● The exercise
Please lay out every row below as a JSON list of strings, one string per line, skipping blank lines and leaving out the pictures.

● Working data

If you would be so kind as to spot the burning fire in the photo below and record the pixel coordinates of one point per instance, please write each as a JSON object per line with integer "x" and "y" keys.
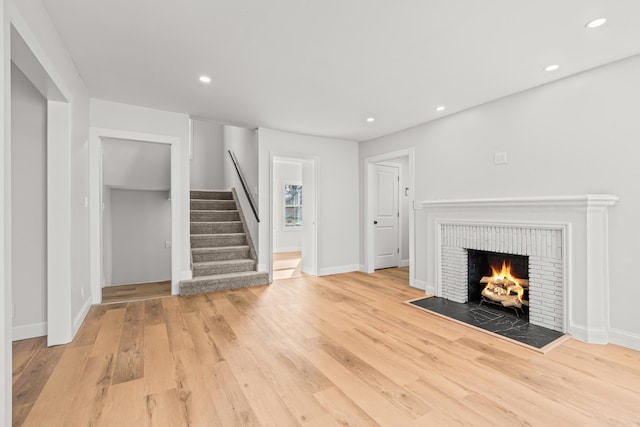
{"x": 504, "y": 288}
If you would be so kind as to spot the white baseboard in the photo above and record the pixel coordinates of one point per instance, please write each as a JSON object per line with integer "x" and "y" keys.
{"x": 625, "y": 339}
{"x": 29, "y": 331}
{"x": 77, "y": 322}
{"x": 420, "y": 284}
{"x": 287, "y": 249}
{"x": 338, "y": 270}
{"x": 582, "y": 333}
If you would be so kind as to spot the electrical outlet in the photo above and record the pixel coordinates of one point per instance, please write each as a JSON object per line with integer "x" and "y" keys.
{"x": 500, "y": 158}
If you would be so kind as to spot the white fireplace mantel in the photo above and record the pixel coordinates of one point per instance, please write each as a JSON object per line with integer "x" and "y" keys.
{"x": 585, "y": 221}
{"x": 588, "y": 200}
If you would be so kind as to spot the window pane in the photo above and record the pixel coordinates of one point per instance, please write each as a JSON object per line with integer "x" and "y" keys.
{"x": 293, "y": 195}
{"x": 293, "y": 216}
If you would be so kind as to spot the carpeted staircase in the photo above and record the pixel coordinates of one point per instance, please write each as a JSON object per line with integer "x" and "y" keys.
{"x": 222, "y": 253}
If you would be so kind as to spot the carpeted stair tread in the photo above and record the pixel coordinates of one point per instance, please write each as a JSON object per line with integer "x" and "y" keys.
{"x": 222, "y": 257}
{"x": 220, "y": 282}
{"x": 209, "y": 268}
{"x": 228, "y": 261}
{"x": 219, "y": 249}
{"x": 211, "y": 195}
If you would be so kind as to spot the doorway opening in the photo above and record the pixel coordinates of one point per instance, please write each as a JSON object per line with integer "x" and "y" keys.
{"x": 136, "y": 220}
{"x": 142, "y": 178}
{"x": 388, "y": 214}
{"x": 293, "y": 218}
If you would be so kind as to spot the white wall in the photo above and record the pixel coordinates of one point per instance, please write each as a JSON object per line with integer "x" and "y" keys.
{"x": 285, "y": 239}
{"x": 5, "y": 222}
{"x": 244, "y": 144}
{"x": 337, "y": 220}
{"x": 29, "y": 207}
{"x": 32, "y": 21}
{"x": 131, "y": 118}
{"x": 207, "y": 155}
{"x": 578, "y": 135}
{"x": 140, "y": 226}
{"x": 107, "y": 237}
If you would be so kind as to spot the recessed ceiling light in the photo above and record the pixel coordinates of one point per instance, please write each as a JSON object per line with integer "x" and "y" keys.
{"x": 596, "y": 23}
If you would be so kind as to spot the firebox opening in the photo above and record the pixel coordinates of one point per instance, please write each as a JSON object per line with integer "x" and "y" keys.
{"x": 500, "y": 280}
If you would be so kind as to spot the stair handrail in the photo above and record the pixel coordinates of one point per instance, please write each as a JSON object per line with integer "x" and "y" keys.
{"x": 243, "y": 181}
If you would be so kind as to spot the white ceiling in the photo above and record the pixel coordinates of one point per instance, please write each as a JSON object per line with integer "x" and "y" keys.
{"x": 136, "y": 165}
{"x": 321, "y": 67}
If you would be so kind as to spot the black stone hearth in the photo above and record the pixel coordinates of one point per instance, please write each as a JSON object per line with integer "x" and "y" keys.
{"x": 491, "y": 319}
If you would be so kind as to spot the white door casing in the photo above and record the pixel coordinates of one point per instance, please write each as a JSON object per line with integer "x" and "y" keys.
{"x": 309, "y": 242}
{"x": 386, "y": 216}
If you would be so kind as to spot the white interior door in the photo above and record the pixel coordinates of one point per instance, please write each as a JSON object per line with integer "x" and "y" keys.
{"x": 385, "y": 216}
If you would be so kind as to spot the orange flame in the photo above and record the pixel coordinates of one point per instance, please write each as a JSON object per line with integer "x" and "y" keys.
{"x": 504, "y": 274}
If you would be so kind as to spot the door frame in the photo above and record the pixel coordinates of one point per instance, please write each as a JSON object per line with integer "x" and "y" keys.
{"x": 397, "y": 166}
{"x": 368, "y": 163}
{"x": 95, "y": 203}
{"x": 315, "y": 161}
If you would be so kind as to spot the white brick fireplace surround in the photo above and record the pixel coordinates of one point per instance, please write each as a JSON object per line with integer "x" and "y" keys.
{"x": 565, "y": 237}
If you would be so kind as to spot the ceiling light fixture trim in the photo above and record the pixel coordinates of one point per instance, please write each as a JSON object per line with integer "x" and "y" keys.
{"x": 595, "y": 23}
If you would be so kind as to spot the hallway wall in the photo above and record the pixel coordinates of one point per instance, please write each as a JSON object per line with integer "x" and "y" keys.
{"x": 28, "y": 207}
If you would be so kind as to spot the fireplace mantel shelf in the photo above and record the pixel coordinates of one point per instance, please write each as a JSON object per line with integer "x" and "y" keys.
{"x": 587, "y": 200}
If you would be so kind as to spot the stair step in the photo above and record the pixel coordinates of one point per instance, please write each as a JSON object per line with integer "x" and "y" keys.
{"x": 217, "y": 240}
{"x": 215, "y": 227}
{"x": 222, "y": 253}
{"x": 214, "y": 215}
{"x": 211, "y": 195}
{"x": 217, "y": 205}
{"x": 222, "y": 267}
{"x": 221, "y": 282}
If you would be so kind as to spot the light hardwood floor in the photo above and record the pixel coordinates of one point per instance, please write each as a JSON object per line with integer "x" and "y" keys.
{"x": 135, "y": 292}
{"x": 287, "y": 265}
{"x": 331, "y": 351}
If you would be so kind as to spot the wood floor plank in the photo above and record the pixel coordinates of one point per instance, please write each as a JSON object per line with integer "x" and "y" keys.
{"x": 130, "y": 356}
{"x": 90, "y": 399}
{"x": 60, "y": 389}
{"x": 23, "y": 352}
{"x": 339, "y": 350}
{"x": 159, "y": 372}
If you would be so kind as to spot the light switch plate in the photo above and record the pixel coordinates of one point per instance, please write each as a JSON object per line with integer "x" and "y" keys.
{"x": 500, "y": 157}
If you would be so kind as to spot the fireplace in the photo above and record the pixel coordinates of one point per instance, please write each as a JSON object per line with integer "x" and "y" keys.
{"x": 543, "y": 248}
{"x": 565, "y": 238}
{"x": 500, "y": 280}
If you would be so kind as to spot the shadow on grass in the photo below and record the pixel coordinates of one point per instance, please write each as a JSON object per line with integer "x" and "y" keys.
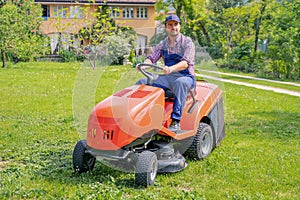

● Result of the exercise
[
  "If you would be so kind as to spot the burning fire in the photo below and record the pixel coordinates of one point per instance, please write each as a JSON object per line with integer \"x\" and \"y\" keys.",
  "{\"x\": 504, \"y\": 288}",
  "If you would be so kind as to spot the white baseboard in the photo above and record the pixel coordinates of one point per instance, please write each as a JSON object per line with integer \"x\" and \"y\" keys.",
  "{\"x\": 625, \"y\": 339}",
  "{\"x\": 29, \"y\": 331}",
  "{\"x\": 77, \"y\": 322}",
  "{\"x\": 420, \"y\": 284}",
  "{\"x\": 287, \"y\": 249}",
  "{\"x\": 338, \"y\": 270}",
  "{\"x\": 582, \"y\": 333}",
  "If you would be so kind as to spot the electrical outlet in the photo above and record the pixel coordinates of one point per instance, please write each as a JSON object per line with integer \"x\" and \"y\" keys.",
  "{\"x\": 500, \"y\": 158}",
  "If you would be so kind as to spot the white fireplace mantel in the photo above and record the pixel coordinates of one point per instance, please write each as a JSON object per line with integer \"x\" and \"y\" keys.",
  "{\"x\": 585, \"y\": 221}",
  "{\"x\": 588, \"y\": 200}",
  "If you would be so kind as to spot the window pane in the photo above and record the pixel coordinates of one point per instance, please write each as a JSON object per line with integer \"x\" and \"y\" keys.",
  "{\"x\": 293, \"y\": 195}",
  "{\"x\": 293, \"y\": 216}",
  "If you would be so kind as to spot the carpeted staircase in the photo above and record the pixel coordinates of one point per instance, please write each as a JSON object per line with integer \"x\" and \"y\" keys.",
  "{\"x\": 222, \"y\": 253}",
  "If you would be so kind as to spot the carpeted stair tread in the photo above and record the pixel coordinates of one point per instance, please write each as a JSON object per line with integer \"x\" and \"y\" keys.",
  "{\"x\": 222, \"y\": 257}",
  "{\"x\": 220, \"y\": 282}",
  "{\"x\": 209, \"y\": 268}",
  "{\"x\": 228, \"y\": 261}",
  "{\"x\": 219, \"y\": 249}",
  "{\"x\": 211, \"y\": 195}",
  "If you would be so kind as to spot the doorway opening in the photo above and record the pixel coordinates of one point per instance, please write each as a JSON object per line with integer \"x\" and \"y\" keys.",
  "{\"x\": 136, \"y\": 220}",
  "{\"x\": 142, \"y\": 178}",
  "{\"x\": 388, \"y\": 214}",
  "{\"x\": 293, \"y\": 218}",
  "If you would be so kind as to spot the white wall in the photo above and record the pixel coordinates of one point per instance, please write each as a JSON object per line with integer \"x\" and \"y\" keys.",
  "{\"x\": 285, \"y\": 239}",
  "{\"x\": 5, \"y\": 222}",
  "{\"x\": 244, \"y\": 144}",
  "{\"x\": 337, \"y\": 220}",
  "{\"x\": 29, \"y\": 207}",
  "{\"x\": 32, \"y\": 21}",
  "{\"x\": 131, \"y\": 118}",
  "{\"x\": 207, \"y\": 155}",
  "{\"x\": 578, \"y\": 135}",
  "{\"x\": 140, \"y\": 226}",
  "{\"x\": 107, \"y\": 237}",
  "If you would be so kind as to spot the recessed ceiling light in the photo above and record the pixel coordinates of one point per instance, please write each as a JSON object per line with integer \"x\" and \"y\" keys.",
  "{\"x\": 596, \"y\": 23}",
  "If you would be so kind as to spot the firebox opening in the photo above and record the pixel coordinates of one point per instance, please write each as a JSON object per line with integer \"x\" and \"y\" keys.",
  "{\"x\": 500, \"y\": 280}",
  "If you would be so kind as to spot the stair handrail in the photo above and record the pixel coordinates of one point per instance, please write each as a JSON object per line with integer \"x\" and \"y\" keys.",
  "{\"x\": 243, \"y\": 181}",
  "If you would be so kind as to spot the white ceiling in the photo above and record the pixel coordinates of one point per instance, please write each as a JSON object per line with integer \"x\" and \"y\" keys.",
  "{\"x\": 136, \"y\": 165}",
  "{\"x\": 321, \"y\": 67}",
  "If you would be so kind as to spot the black stone hearth in the photo above and record the pixel coordinates of one point per instance, please write each as a JSON object per line with integer \"x\" and \"y\" keys.",
  "{\"x\": 491, \"y\": 319}",
  "If you would be so kind as to spot the white door casing in the photo above and record the pixel coordinates of one point per instance, please write each as a JSON object per line with integer \"x\" and \"y\" keys.",
  "{\"x\": 309, \"y\": 242}",
  "{\"x\": 386, \"y\": 216}",
  "If you would be so kind as to spot the white interior door in the photo above and record the pixel coordinates of one point per instance, please write each as a JSON object per line with integer \"x\" and \"y\" keys.",
  "{\"x\": 385, \"y\": 216}",
  "If you would be so kind as to spot the orange flame in the photo above and record the pixel coordinates of one point per instance, please write each as a JSON object per line with integer \"x\" and \"y\" keys.",
  "{\"x\": 504, \"y\": 274}",
  "If you would be so kind as to spot the door frame in the photo above and record the pixel coordinates of one point per instance, please write each as a JSON object per line with integer \"x\" and \"y\" keys.",
  "{\"x\": 397, \"y\": 166}",
  "{\"x\": 368, \"y\": 163}",
  "{\"x\": 95, \"y\": 203}",
  "{\"x\": 315, \"y\": 161}",
  "If you would be so kind as to spot the white brick fireplace surround in the photo above and record the pixel coordinates of one point per instance, please write each as a JSON object per line with integer \"x\" and \"y\" keys.",
  "{\"x\": 565, \"y\": 237}",
  "If you would be so kind as to spot the ceiling light fixture trim in the photo above and record the pixel coordinates of one point per instance, please write each as a JSON object per line with integer \"x\" and \"y\" keys.",
  "{\"x\": 595, \"y\": 23}",
  "If you would be so kind as to spot the hallway wall in the photo above and record the pixel coordinates of one point per instance, please write each as a JSON object per line with integer \"x\" and \"y\" keys.",
  "{\"x\": 28, \"y\": 207}",
  "If you would be so kind as to spot the fireplace mantel shelf in the photo above and record the pixel coordinates of one point per instance, please write each as a JSON object per line with integer \"x\" and \"y\" keys.",
  "{\"x\": 587, \"y\": 200}",
  "If you would be so kind as to spot the stair step in the photo above and record the pixel coordinates of one point per instance, please write each as a JSON object per line with integer \"x\" and \"y\" keys.",
  "{\"x\": 217, \"y\": 240}",
  "{\"x\": 215, \"y\": 227}",
  "{\"x\": 222, \"y\": 253}",
  "{\"x\": 214, \"y\": 215}",
  "{\"x\": 211, \"y\": 195}",
  "{\"x\": 217, \"y\": 205}",
  "{\"x\": 222, \"y\": 267}",
  "{\"x\": 221, \"y\": 282}",
  "If you would be so kind as to spot the light hardwood floor in the photo above and record the pixel coordinates of one point per instance, please write each as a JSON object per line with integer \"x\" and \"y\" keys.",
  "{\"x\": 135, \"y\": 292}",
  "{\"x\": 287, \"y\": 265}",
  "{\"x\": 331, \"y\": 351}",
  "If you would be so kind as to spot the wood floor plank in the photo above and record the pixel coordinates of one point per instance, please write each as a JSON object per line with integer \"x\" and \"y\" keys.",
  "{\"x\": 130, \"y\": 356}",
  "{\"x\": 90, \"y\": 399}",
  "{\"x\": 60, \"y\": 389}",
  "{\"x\": 23, \"y\": 352}",
  "{\"x\": 339, \"y\": 350}",
  "{\"x\": 159, \"y\": 372}",
  "If you would be so kind as to spot the light switch plate in the photo above and record the pixel coordinates of one point per instance, please write each as a JSON object per line with integer \"x\" and \"y\" keys.",
  "{\"x\": 500, \"y\": 157}",
  "If you would be so kind as to spot the fireplace in the photo above and record the pixel coordinates of one point per instance, please write each as a JSON object per line with integer \"x\" and \"y\" keys.",
  "{\"x\": 543, \"y\": 248}",
  "{\"x\": 565, \"y\": 238}",
  "{\"x\": 500, \"y\": 280}",
  "If you would be so kind as to spot the shadow on grass in the photo below and record the pixel coordinates of one point per instance, please write each as a JSON object per line with integer \"x\" and \"y\" keys."
]